TASK REQUIREMENTS: Rewrite every row below, switching "space-delimited" to "separated by spaces" and leaving all other wording unchanged.

ENTRIES SUPPLIED:

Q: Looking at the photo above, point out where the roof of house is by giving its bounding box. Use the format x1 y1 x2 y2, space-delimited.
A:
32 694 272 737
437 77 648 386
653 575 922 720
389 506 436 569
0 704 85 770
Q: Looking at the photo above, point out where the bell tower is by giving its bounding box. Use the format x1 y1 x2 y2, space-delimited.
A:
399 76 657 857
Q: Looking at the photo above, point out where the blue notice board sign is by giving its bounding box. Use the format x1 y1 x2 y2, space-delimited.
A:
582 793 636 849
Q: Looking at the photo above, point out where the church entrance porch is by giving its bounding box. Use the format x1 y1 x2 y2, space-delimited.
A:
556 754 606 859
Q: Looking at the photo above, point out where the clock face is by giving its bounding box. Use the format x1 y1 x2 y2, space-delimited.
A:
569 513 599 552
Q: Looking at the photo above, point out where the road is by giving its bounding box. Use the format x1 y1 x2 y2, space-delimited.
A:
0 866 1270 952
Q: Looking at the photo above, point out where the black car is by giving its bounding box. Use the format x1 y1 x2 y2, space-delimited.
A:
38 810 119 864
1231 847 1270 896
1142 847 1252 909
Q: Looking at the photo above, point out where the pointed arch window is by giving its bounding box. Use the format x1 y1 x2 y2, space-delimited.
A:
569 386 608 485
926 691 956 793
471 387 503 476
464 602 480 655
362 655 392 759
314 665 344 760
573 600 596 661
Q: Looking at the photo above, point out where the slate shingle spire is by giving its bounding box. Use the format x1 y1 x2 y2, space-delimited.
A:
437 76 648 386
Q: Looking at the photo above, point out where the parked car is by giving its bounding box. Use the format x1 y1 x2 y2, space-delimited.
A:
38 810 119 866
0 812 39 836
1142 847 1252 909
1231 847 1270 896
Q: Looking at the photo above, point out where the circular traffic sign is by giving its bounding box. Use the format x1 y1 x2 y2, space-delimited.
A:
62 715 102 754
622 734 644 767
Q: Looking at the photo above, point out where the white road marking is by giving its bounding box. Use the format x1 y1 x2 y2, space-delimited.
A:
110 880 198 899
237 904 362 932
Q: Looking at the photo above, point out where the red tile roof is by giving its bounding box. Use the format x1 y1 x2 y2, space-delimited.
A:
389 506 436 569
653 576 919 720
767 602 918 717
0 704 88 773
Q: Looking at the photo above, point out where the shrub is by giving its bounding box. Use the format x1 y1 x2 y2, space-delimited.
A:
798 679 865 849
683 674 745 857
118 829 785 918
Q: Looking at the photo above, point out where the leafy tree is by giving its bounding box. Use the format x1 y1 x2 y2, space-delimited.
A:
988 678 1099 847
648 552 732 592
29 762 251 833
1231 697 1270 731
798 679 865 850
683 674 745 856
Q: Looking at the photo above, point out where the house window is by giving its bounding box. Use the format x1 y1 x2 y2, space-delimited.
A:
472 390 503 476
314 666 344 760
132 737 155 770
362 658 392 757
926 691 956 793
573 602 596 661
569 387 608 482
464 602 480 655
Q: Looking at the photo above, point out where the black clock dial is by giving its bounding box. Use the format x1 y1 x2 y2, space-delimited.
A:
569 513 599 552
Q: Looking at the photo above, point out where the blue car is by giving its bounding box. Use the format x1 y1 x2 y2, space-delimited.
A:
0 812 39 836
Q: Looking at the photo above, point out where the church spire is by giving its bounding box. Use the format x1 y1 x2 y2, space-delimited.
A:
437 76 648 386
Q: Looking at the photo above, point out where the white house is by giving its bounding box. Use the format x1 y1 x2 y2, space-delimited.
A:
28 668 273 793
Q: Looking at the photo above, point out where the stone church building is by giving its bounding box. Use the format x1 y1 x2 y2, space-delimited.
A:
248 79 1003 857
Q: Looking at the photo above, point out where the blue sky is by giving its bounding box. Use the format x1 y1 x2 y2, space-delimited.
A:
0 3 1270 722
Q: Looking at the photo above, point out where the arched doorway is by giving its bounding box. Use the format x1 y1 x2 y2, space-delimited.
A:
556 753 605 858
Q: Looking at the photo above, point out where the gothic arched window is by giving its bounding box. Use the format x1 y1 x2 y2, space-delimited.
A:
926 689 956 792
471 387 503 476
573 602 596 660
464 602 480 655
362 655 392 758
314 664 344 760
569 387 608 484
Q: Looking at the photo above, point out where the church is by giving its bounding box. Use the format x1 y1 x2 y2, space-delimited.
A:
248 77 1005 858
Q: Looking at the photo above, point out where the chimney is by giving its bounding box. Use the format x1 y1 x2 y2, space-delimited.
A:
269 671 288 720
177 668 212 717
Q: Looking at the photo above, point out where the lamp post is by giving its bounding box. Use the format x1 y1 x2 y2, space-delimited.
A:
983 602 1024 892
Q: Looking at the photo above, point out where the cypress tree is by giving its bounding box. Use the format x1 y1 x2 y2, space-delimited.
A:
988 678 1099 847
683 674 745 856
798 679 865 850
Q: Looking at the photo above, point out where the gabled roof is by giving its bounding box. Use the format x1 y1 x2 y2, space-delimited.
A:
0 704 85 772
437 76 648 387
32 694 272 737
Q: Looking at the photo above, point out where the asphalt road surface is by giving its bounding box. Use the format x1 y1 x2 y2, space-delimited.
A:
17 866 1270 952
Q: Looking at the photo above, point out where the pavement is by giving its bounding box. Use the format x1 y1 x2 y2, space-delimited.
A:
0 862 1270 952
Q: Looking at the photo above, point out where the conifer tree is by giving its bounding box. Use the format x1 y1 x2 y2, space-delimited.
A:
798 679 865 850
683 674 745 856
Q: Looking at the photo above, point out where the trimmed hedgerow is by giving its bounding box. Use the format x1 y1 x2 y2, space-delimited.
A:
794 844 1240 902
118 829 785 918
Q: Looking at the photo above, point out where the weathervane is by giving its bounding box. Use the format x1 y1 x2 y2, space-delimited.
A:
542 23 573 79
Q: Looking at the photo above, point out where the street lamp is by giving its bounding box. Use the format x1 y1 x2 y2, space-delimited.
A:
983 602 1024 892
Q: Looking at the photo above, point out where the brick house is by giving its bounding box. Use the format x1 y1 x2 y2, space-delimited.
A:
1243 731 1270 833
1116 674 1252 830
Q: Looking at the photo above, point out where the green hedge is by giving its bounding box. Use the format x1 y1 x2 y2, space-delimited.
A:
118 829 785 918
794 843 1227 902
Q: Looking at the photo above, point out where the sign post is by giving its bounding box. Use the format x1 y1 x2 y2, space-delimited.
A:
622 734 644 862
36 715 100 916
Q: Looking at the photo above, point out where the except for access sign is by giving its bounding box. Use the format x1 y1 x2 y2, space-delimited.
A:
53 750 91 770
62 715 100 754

THE SOLUTION:
Q: Looking at the photo above, point out where the roof of house is by giving its bounding box. Use the format x1 y1 x2 y2, separated by spaces.
A:
32 694 272 737
437 77 648 386
653 575 922 720
389 506 436 569
0 704 85 770
Q: Looking at the photo above, point out where the bell tower is by giving its bounding box. Use the format x1 y1 x2 y2, separated by spaces.
A:
399 76 657 857
Q: Looking at the photo above, point out where the blue notice board sign is by giving its bounding box. Use the format x1 y1 x2 y2, separated by spaces.
A:
582 793 636 849
Q: Looking at the photo above, point out where the church entrance porch is by giving its bounding box. Use the format x1 y1 x2 y2, separated by spaces.
A:
556 754 606 859
Q: Looking at the photo above, point out where the clock face is by giving its bounding box. Use the format x1 y1 x2 y2, separated by spaces.
A:
569 513 599 552
Q: Looking at the photo above, point out where the road is by giving its bounding box. Use the format x1 y1 x2 y2, separated by spaces.
A:
0 866 1270 952
Q: Looking at the photo above, point out where the black car is by giving its bounding box. Use the format x1 y1 x2 y2, separated by spaces.
A:
38 810 119 864
1231 847 1270 896
1142 847 1252 909
Q: Looking at the photo above, point out where the pointed arch window is by giving its bounding box. Use the format x1 y1 x2 y2, separated by spaces.
A:
569 386 608 485
926 691 956 793
471 387 503 476
464 602 480 655
362 655 392 759
314 665 344 760
573 600 596 661
Q: Looking at the photo above, point out where the slate shingle spire is by giving its bounding box. Use the format x1 y1 x2 y2, separated by spaces.
A:
437 76 648 386
Q: Looking at the photo above, point out where the parked car is by giving its bounding box. Use the format x1 y1 x2 y2, separated by spaces.
A:
38 810 119 866
0 812 39 836
1142 847 1252 909
1231 847 1270 896
Q: Looking at the photo above, point out where the circular traffic sign is by giving its bounding box. Use the format x1 y1 x2 y2, separated by spaces.
A:
62 715 102 754
622 734 644 767
Q: Looking at the photo above, point out where the white road marking is by giving its bounding box. Use the format x1 y1 x2 y2, separated by spaces.
A:
110 880 198 899
237 904 362 932
Q: Looking at the photo above, point out where the red tile roof is by giving its bounding box. Use the format x1 y1 x2 y2, separated by spaces.
A:
389 506 436 569
653 576 919 720
767 602 918 717
0 704 88 773
Q: Looking at the photo above, point out where the shrub is by giving its bounding box. Use the format x1 y1 x2 y2, separated by spaces.
A:
798 679 865 849
683 674 745 857
118 829 785 918
Q: Looking at the photo above, point out where the leafy tree is by giving its bounding box. Use the format x1 y1 x2 y2, separated by spaces.
A:
988 678 1099 847
648 552 732 592
29 762 251 833
1231 697 1270 731
798 679 865 850
683 674 745 856
Q: Looking at the photo above, point out where the house window is by giving its bounding box. Use the format x1 y1 x2 y2, separated by spaces.
A:
472 390 503 476
314 666 344 760
132 737 155 770
362 658 392 757
926 691 956 793
573 602 596 661
569 387 608 482
464 602 480 655
Q: Looking at the photo above, point out where the black clock dial is by giving its bounding box. Use the format x1 y1 x2 y2, separated by spaces.
A:
569 513 599 552
Q: Looking at the photo above, point out where the blue car is by giving its bounding box. Use the format x1 y1 x2 y2, separated by spaces.
A:
0 812 39 836
Q: Looking at the photo above, point out where the church spire is by giving its bounding box. Use the format x1 y1 x2 y2, separated by spaces.
A:
437 76 648 386
Q: Looking at the photo above, point out where the white house is by giving its bounding box. Use the format x1 y1 x2 y2, separated by spaces.
A:
28 668 273 793
Q: Looking at the photo above, point out where the stone church building is by giving its bounding box. Use the format x1 y1 x2 y2, separated by spaces.
A:
248 79 1003 857
Q: Looking at the photo above, point out where the blue sky is by giving its bounding box. Use the format x1 y1 x2 y2, separated by spaces.
A:
0 3 1270 722
Q: Looking at the photo above, point out where the arched doorway is by giving its bounding box. Use the format x1 y1 x2 y2, separated by spaces.
A:
556 753 605 858
Q: Looking at the photo above, point out where the gothic arched window is by giving its bounding box. Use the format x1 y1 x2 y2, separated by spaces.
A:
926 689 956 792
471 387 503 476
573 602 596 660
464 602 480 655
362 655 392 758
314 664 344 760
569 387 608 484
Q: Looking at the photo above, point out where the church is by giving its bounding box. Use the format x1 y1 x2 y2, separated by spaces.
A:
248 77 1005 858
Q: Looking at the photo above, point out where the chimney is by giving its bounding box. Use the format x1 y1 x2 y2, separated by spaces.
A:
269 671 288 720
177 668 212 717
Q: Looking at the photo above, point out where the lamp post is by giving its bounding box. Use the format x1 y1 x2 y2, separated by spaces.
A:
983 602 1024 892
Q: Looking at the photo above, point out where the cypress tree is by giving its bounding box. Use the format x1 y1 x2 y2, separated by spaces.
A:
988 678 1099 847
683 674 745 856
798 679 865 850
Q: Looking at the photo above, point out where the gabled roof is by giving its bounding box. Use the format x1 y1 x2 y2, separated by spaces.
A:
0 704 85 772
437 76 648 387
32 694 272 737
Q: Looking at the photo above, point out where the asphalt road surface is by giving its bounding box. Use the format x1 y1 x2 y2, separated by spaces.
A:
17 866 1270 952
Q: Looking at the photo above, point out where the pavement is by giving its bounding box. Use the format x1 y1 x2 y2, separated by spaces.
A:
0 862 1270 952
Q: Looking at the photo above, point out where the conifer tree is by giving its bounding box. Use the format x1 y1 x2 y2, separated by spaces.
A:
798 679 865 850
683 674 745 856
Q: Looking at the photo above, point out where the trimmed hedgerow is by giving its bounding box. Use the format x1 y1 x2 y2, separated by spaces.
A:
794 844 1240 902
118 829 785 918
Q: Looking at the photo above, point out where the weathervane is by giving its bounding box. Use the format x1 y1 x2 y2, separated by spaces.
A:
542 23 573 79
Q: Looking at the photo above, point out where the street lamp is by giving its bounding box. Use the format x1 y1 x2 y2, separated by spaces.
A:
983 602 1024 892
Q: Looking at the photo above, point out where the brick house is by giving its bounding box. Use the format x1 y1 x2 y2, separated by spaces.
A:
1243 731 1270 833
1116 674 1252 830
Q: Looking at the photo above, point out where the green hedge is by giving its bounding box. Use the format x1 y1 x2 y2, separated by spaces.
A:
118 829 785 918
794 843 1227 902
Q: Looking at the photo above, point out where the sign post is by giving its bounding box. Use the format x1 y1 x2 y2, separated by spaces.
A:
622 734 644 862
36 715 100 916
Q: Looking at the photo above, point out where the except for access sign is by giving its bounding box. Use the format x1 y1 x2 y2, separated by spaces.
A:
53 750 91 770
62 715 100 754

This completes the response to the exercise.